PROBLEM REQUIREMENTS: Rewrite the lines below as a JSON list of strings, one string per line and blank lines left out, using only the lines between the one holding "man in green" and the one holding "687 137 709 220", inclusive.

MATERIAL FOR THIS EXERCISE:
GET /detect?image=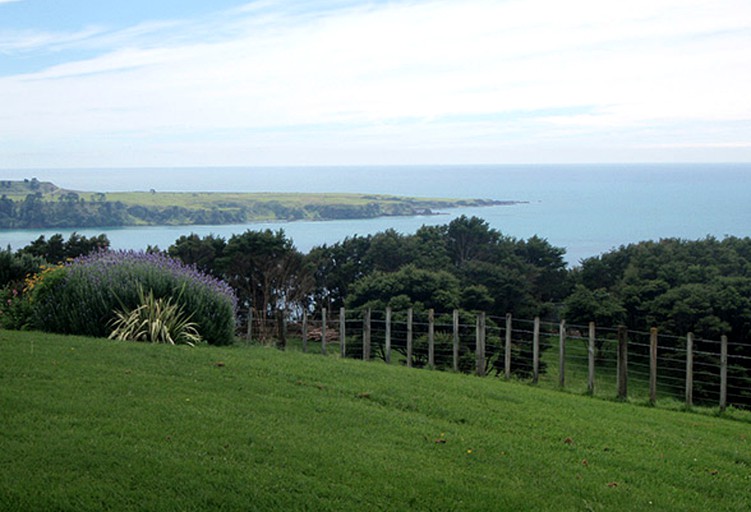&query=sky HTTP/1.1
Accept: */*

[0,0,751,169]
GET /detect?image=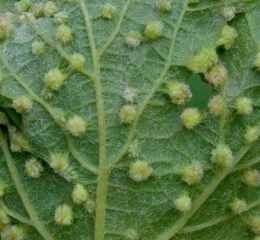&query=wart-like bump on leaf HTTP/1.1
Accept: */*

[54,204,73,226]
[129,160,153,182]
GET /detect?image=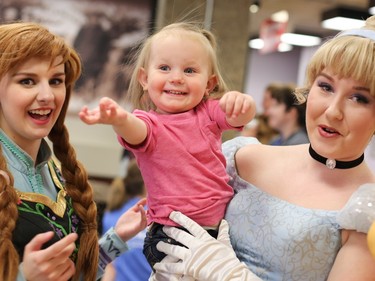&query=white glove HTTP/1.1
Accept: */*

[154,212,261,281]
[148,252,195,281]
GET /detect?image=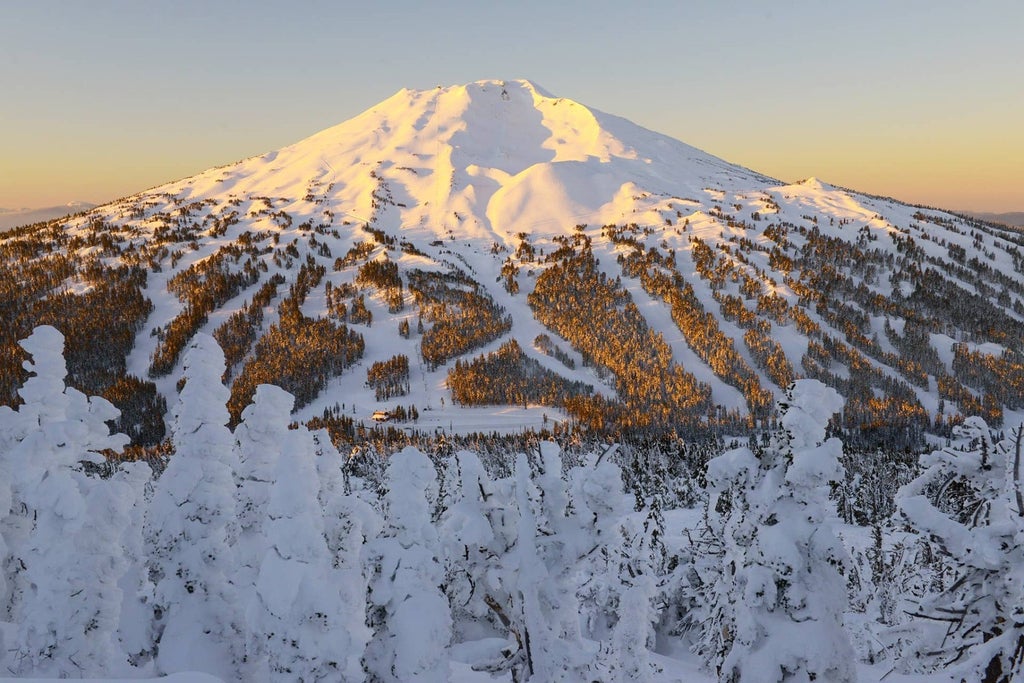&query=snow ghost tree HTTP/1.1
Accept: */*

[146,334,242,679]
[0,326,131,677]
[364,446,452,683]
[693,380,855,683]
[898,417,1024,683]
[247,397,350,681]
[234,384,295,579]
[311,429,383,654]
[508,450,594,681]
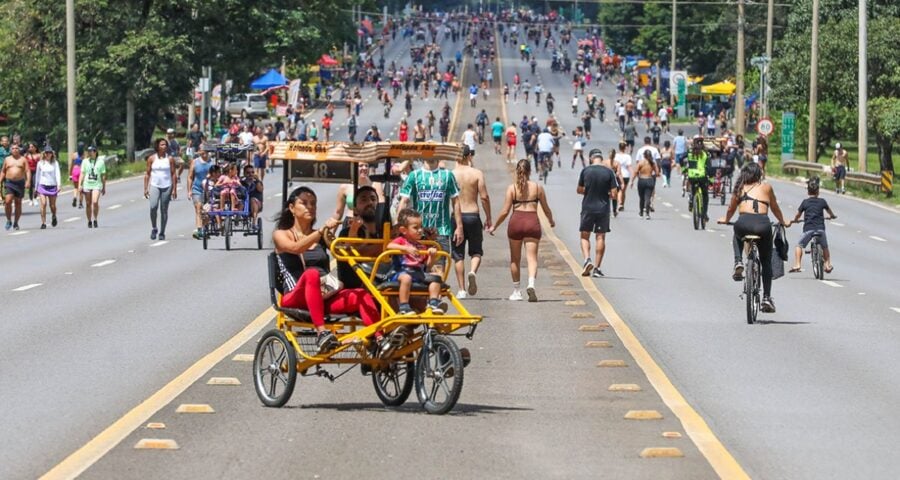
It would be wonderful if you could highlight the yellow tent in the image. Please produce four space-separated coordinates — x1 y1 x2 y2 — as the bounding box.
700 80 736 95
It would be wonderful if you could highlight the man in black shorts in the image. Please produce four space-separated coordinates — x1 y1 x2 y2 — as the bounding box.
578 148 617 278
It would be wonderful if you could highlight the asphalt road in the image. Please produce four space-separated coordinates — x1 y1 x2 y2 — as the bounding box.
7 20 900 479
492 30 900 479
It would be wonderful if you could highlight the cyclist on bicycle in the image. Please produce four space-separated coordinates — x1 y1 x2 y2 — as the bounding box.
790 177 837 273
687 136 709 221
475 109 488 143
716 160 791 313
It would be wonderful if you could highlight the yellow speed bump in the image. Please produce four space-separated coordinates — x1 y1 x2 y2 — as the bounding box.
625 410 662 420
206 377 241 385
134 438 179 450
641 447 684 458
609 383 641 392
597 360 628 368
175 403 216 413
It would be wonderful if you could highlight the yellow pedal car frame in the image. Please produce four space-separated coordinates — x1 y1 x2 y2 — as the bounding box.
253 142 482 414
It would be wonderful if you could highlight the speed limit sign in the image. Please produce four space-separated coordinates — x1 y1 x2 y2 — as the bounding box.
756 117 775 137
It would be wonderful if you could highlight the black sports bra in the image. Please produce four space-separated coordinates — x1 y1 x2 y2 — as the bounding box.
739 183 769 213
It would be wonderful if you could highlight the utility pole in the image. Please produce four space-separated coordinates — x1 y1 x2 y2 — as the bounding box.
856 0 869 172
759 0 775 117
66 0 78 159
734 0 744 135
669 0 677 105
806 0 824 162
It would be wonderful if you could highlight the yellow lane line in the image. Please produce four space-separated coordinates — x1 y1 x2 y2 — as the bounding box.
494 26 750 479
41 307 275 480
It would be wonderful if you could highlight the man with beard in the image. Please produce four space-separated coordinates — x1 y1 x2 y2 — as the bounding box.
337 185 389 288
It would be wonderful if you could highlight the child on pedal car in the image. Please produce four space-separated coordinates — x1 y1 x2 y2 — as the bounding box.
216 164 242 210
387 208 444 315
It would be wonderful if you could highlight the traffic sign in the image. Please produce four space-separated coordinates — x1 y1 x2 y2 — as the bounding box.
756 117 775 137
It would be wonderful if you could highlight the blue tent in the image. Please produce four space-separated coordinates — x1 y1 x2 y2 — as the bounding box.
250 68 288 90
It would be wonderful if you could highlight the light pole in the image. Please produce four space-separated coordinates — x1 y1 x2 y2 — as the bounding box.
66 0 78 158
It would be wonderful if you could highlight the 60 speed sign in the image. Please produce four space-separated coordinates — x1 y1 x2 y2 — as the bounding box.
756 117 775 137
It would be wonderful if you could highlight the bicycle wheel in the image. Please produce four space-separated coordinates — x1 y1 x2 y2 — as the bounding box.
415 335 463 414
810 238 825 280
253 330 297 407
372 362 415 407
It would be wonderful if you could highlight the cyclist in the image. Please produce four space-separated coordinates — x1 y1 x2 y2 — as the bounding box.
716 160 791 313
475 109 488 143
790 177 837 273
687 136 712 221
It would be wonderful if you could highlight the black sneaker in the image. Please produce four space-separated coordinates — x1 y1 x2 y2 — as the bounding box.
731 262 744 282
759 297 775 313
581 257 594 277
316 330 341 353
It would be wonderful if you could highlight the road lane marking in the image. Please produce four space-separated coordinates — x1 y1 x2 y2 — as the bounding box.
41 307 275 480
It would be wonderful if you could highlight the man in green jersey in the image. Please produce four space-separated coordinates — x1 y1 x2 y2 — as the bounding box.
398 154 463 264
687 137 709 220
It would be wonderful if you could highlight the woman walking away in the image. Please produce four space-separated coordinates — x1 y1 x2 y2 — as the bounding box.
144 138 178 240
719 163 791 313
32 145 61 230
272 187 380 353
631 150 659 220
488 158 556 302
188 148 212 240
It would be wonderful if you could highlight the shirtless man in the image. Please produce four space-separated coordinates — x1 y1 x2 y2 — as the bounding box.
253 127 269 181
831 143 849 193
452 147 492 298
0 145 31 230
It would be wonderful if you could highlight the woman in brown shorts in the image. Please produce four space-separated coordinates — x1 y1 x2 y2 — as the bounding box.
488 159 556 302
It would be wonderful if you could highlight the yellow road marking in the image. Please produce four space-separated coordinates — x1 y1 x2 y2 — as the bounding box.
41 307 275 480
494 29 750 479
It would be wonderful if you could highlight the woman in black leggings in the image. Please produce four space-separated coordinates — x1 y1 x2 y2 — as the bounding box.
719 163 791 313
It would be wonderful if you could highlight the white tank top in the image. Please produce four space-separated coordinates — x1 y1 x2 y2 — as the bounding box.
150 155 172 188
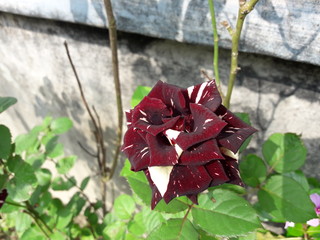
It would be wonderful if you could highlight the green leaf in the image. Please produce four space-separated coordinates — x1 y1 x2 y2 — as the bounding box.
235 112 252 152
307 225 320 238
131 86 151 107
283 170 309 192
50 231 68 240
258 175 316 223
121 160 188 213
20 226 47 240
66 192 87 216
15 131 39 154
26 154 46 170
129 207 165 235
52 177 76 191
286 223 304 237
0 97 17 113
46 136 63 158
240 154 267 187
35 168 52 186
57 156 77 174
262 133 307 173
148 219 198 240
192 189 261 237
80 177 90 191
0 125 11 159
7 155 37 202
103 221 127 240
50 117 73 134
15 212 33 235
113 194 136 219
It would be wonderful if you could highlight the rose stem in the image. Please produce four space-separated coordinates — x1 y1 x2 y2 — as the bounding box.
104 0 123 179
208 0 223 98
64 41 107 215
223 0 259 108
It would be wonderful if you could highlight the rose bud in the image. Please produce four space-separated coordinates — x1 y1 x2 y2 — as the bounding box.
122 81 256 209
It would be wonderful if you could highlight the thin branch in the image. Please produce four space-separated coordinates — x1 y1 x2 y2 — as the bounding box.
208 0 222 95
77 141 98 158
64 41 104 176
23 210 50 239
223 0 259 108
104 0 123 179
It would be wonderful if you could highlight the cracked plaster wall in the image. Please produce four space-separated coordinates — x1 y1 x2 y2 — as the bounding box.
0 13 320 200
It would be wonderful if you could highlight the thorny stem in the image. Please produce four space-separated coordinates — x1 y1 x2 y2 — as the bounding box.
208 0 223 97
64 42 108 215
104 0 123 179
5 200 53 239
223 0 259 108
64 41 103 171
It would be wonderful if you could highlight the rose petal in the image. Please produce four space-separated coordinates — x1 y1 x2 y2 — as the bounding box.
284 222 295 229
307 218 320 227
176 103 227 150
163 165 211 203
121 127 150 171
148 166 173 196
310 193 320 207
125 109 133 128
132 96 172 125
216 106 257 153
187 81 222 112
179 139 224 165
187 194 198 205
148 81 188 114
134 116 180 136
147 134 179 167
220 147 244 186
0 189 8 208
205 160 230 187
144 169 162 209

SOLUTION TO THIS PROBLEM:
[
  "It would be wonderful if you could highlight the man in green jersey in the image. Please produce four space-separated coordinates — x1 y1 x2 y2 — as the bounding box.",
  "398 154 463 264",
  "687 137 709 220"
]